- [MATERIAL SHOWN]
+===+

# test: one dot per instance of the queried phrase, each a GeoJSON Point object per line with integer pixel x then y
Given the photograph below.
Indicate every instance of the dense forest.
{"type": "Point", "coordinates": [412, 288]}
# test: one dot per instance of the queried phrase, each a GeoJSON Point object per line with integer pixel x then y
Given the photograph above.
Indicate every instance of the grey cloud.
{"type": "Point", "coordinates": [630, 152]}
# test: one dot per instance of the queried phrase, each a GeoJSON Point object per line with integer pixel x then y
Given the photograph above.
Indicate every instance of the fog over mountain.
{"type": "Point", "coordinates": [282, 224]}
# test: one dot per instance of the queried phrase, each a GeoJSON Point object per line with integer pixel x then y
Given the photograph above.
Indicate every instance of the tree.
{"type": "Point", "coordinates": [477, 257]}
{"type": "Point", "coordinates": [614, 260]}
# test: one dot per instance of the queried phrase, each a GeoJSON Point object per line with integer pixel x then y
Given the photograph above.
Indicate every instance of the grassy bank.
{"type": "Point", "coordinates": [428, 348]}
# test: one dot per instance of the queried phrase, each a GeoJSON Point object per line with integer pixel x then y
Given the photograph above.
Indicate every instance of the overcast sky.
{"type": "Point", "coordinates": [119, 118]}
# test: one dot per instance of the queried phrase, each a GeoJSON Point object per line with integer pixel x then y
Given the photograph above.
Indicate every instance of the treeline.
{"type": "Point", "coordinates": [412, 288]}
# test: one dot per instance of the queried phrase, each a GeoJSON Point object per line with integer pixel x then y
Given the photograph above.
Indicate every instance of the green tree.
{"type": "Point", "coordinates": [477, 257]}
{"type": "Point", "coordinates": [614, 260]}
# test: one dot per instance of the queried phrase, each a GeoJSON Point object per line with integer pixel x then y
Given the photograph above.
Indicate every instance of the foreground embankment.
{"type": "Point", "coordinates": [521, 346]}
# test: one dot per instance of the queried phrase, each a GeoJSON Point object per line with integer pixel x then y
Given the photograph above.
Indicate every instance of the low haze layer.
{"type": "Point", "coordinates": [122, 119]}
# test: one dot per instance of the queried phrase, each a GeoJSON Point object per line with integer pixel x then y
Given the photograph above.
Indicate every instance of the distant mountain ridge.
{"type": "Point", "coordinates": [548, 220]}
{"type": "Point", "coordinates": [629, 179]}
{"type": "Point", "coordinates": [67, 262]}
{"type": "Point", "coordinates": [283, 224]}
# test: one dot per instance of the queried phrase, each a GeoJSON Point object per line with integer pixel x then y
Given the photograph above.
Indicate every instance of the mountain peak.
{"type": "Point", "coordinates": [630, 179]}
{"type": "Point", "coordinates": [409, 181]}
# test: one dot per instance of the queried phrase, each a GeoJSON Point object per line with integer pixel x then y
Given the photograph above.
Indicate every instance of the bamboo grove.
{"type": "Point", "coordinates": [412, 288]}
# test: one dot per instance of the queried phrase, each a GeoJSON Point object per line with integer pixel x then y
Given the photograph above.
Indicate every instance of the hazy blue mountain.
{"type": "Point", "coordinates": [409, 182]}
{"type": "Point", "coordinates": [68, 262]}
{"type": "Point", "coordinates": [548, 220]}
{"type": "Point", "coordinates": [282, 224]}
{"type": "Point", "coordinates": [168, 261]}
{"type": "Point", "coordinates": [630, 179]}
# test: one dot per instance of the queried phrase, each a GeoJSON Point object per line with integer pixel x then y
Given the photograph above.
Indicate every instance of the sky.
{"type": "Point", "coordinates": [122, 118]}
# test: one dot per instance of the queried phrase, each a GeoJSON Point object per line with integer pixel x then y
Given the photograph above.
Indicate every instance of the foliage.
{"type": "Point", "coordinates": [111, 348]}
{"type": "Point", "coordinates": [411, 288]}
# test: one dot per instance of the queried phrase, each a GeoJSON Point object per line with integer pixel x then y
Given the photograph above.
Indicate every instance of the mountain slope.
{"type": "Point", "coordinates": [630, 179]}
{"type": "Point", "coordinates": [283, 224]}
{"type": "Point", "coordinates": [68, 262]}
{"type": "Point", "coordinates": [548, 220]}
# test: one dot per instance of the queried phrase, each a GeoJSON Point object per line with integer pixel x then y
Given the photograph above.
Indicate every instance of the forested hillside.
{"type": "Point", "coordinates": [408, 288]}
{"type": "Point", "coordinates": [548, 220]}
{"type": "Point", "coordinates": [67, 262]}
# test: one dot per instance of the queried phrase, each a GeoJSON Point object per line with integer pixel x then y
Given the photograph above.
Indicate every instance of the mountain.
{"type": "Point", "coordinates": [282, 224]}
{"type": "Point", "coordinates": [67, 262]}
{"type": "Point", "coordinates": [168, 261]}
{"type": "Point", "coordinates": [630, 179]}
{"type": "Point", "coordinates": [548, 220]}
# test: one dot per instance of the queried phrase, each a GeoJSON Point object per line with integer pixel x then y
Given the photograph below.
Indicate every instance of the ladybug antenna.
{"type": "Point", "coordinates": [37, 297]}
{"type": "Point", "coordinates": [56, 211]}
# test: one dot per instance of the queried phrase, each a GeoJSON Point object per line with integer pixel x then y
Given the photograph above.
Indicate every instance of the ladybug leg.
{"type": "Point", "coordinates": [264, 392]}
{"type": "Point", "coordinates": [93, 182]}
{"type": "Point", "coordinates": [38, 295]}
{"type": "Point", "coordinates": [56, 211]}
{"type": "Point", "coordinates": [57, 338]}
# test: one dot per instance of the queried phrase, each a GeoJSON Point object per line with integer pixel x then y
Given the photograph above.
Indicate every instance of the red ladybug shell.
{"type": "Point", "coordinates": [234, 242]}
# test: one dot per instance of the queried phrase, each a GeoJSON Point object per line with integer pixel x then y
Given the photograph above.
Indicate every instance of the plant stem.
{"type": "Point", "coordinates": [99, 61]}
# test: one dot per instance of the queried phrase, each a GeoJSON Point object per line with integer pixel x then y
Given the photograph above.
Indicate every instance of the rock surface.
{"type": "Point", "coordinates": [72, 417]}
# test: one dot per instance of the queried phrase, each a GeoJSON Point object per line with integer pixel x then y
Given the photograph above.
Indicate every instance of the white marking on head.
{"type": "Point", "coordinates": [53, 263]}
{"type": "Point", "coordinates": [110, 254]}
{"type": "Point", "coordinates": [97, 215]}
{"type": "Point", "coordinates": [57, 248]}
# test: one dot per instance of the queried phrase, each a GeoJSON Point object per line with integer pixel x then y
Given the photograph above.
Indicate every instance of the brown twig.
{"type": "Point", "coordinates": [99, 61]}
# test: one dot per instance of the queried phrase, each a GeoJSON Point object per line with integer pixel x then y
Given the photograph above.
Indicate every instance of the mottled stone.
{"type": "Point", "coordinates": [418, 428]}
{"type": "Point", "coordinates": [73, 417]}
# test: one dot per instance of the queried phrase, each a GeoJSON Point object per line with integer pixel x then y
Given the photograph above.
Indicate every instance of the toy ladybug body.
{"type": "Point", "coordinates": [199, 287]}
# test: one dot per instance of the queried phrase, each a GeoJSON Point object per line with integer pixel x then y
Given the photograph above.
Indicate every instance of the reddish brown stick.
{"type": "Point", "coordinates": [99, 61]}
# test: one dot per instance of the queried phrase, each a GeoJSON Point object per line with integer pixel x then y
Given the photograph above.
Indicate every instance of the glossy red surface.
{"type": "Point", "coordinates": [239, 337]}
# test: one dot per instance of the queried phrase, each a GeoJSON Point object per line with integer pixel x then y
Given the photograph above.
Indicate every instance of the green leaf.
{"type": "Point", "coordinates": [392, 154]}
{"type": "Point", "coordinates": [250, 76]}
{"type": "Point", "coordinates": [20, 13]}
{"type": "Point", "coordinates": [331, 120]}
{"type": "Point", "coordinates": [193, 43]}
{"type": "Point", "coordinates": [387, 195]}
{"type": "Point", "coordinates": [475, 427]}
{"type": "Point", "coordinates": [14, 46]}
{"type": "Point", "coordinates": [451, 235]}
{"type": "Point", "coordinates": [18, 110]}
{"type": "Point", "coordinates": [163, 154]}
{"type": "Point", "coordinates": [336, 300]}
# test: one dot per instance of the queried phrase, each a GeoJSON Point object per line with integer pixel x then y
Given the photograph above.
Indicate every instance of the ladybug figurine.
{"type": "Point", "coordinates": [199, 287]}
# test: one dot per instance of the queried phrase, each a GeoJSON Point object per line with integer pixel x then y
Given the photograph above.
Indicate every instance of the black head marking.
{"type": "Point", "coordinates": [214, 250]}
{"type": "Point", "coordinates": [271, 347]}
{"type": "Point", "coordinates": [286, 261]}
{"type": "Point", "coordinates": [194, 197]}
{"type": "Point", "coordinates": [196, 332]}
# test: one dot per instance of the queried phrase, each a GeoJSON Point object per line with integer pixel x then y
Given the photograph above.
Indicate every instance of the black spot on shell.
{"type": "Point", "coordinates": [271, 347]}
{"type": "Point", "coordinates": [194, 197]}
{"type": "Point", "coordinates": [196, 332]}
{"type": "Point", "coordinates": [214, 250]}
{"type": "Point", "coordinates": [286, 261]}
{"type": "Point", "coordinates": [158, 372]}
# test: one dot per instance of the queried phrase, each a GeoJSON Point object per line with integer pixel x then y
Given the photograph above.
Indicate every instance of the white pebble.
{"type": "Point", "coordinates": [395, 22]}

+===+

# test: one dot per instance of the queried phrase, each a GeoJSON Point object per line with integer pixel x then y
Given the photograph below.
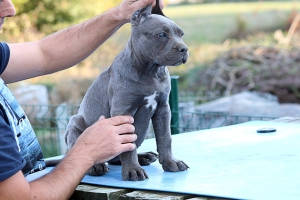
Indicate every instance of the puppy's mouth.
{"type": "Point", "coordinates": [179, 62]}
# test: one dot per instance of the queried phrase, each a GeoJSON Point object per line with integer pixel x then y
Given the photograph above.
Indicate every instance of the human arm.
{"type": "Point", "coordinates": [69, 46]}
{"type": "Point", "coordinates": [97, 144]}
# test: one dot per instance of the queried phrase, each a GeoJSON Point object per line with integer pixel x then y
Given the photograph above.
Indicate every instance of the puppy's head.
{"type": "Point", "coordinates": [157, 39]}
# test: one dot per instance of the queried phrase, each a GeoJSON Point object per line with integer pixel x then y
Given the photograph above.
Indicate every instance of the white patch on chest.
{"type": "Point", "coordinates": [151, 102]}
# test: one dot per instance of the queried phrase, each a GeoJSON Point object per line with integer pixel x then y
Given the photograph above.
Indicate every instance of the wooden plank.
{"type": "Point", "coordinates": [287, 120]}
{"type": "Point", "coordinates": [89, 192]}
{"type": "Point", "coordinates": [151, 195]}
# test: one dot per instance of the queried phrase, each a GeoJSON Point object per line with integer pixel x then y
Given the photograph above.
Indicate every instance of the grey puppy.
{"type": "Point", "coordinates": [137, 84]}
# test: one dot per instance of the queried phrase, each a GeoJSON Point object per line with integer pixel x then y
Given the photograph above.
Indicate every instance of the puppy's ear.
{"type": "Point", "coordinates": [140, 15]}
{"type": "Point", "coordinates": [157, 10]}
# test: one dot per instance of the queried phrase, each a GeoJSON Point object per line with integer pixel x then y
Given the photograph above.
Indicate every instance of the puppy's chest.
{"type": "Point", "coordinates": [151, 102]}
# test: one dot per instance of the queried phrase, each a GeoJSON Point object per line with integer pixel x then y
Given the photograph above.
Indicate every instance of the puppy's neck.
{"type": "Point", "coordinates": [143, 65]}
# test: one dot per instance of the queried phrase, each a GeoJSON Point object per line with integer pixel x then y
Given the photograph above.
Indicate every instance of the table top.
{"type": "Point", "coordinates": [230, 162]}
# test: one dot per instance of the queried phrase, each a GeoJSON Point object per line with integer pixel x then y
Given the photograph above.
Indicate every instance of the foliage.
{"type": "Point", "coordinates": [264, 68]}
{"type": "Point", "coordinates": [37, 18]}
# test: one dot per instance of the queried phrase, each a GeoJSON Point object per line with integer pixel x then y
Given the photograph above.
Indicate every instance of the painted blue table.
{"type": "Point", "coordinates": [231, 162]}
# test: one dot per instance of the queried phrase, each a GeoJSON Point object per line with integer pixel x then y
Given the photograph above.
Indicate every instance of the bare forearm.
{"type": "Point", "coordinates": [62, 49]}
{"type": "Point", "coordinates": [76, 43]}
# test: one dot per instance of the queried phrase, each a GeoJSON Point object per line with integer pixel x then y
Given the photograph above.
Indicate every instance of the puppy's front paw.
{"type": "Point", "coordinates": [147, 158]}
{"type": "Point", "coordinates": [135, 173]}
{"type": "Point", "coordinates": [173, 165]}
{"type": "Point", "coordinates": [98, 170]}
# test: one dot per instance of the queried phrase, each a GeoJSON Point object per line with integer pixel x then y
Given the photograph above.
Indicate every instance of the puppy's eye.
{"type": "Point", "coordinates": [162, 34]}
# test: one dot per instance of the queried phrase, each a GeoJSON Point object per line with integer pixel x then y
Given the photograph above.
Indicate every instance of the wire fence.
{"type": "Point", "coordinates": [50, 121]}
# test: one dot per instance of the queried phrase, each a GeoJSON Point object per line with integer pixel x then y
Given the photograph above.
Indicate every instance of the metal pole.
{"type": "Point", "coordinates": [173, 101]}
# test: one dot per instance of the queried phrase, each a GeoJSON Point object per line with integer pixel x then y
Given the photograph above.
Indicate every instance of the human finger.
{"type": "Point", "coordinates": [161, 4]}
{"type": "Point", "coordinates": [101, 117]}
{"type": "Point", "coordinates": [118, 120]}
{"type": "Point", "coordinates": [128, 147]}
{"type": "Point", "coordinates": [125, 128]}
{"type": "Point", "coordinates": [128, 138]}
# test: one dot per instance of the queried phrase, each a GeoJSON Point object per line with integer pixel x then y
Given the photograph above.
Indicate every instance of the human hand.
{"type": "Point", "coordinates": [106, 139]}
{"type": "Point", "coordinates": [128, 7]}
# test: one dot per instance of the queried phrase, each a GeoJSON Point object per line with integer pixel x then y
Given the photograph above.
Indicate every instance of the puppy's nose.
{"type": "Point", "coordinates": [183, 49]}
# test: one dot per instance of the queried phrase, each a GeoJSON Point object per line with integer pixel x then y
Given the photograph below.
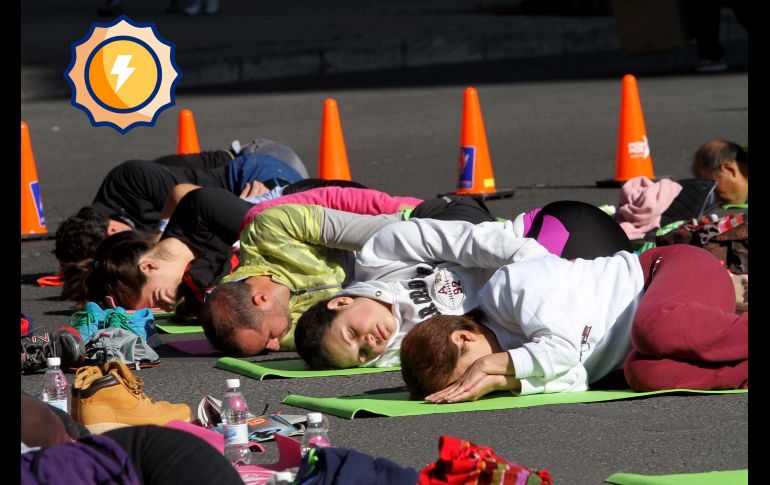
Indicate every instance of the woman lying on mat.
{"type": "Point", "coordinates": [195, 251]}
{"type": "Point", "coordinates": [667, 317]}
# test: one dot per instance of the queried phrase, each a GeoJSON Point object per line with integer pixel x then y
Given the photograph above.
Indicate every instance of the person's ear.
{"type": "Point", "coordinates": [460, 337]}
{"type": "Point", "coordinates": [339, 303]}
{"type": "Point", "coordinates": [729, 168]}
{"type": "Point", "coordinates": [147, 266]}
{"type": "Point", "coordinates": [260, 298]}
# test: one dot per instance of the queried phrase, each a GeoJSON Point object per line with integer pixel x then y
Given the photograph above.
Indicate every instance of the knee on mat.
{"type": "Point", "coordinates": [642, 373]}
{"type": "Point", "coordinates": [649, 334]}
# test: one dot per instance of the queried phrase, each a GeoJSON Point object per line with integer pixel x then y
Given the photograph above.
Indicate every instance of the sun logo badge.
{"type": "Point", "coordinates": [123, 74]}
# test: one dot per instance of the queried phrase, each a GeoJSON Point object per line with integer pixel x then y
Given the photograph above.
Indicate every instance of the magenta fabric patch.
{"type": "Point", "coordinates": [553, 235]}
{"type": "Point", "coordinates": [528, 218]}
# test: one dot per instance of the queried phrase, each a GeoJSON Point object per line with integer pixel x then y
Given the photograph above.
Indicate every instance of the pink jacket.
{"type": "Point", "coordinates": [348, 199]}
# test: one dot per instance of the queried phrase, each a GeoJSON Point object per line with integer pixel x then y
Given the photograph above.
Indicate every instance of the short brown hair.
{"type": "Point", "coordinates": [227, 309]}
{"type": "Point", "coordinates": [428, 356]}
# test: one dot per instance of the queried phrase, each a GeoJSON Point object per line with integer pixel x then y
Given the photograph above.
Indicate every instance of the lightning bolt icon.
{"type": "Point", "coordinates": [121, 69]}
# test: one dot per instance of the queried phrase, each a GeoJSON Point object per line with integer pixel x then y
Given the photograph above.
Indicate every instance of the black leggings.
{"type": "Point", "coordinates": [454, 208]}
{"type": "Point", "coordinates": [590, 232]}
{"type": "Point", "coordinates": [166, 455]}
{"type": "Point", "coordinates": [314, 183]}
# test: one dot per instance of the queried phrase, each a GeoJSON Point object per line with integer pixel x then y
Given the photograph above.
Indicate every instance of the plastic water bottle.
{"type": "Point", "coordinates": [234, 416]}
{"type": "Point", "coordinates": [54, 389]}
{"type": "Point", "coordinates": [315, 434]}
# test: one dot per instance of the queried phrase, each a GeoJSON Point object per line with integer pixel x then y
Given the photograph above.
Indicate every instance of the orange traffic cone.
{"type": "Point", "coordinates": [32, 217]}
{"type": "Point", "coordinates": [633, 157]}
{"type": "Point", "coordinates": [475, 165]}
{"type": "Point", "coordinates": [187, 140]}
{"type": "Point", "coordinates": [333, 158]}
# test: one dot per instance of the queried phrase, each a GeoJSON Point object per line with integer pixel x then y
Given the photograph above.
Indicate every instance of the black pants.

+===+

- [DIRECTIVE] List each line of the material above that contains the word "table", copying every such line in full.

- [COMPLETED EXERCISE]
Indicate every instance of the table top.
Indicate every instance of the painted blue table.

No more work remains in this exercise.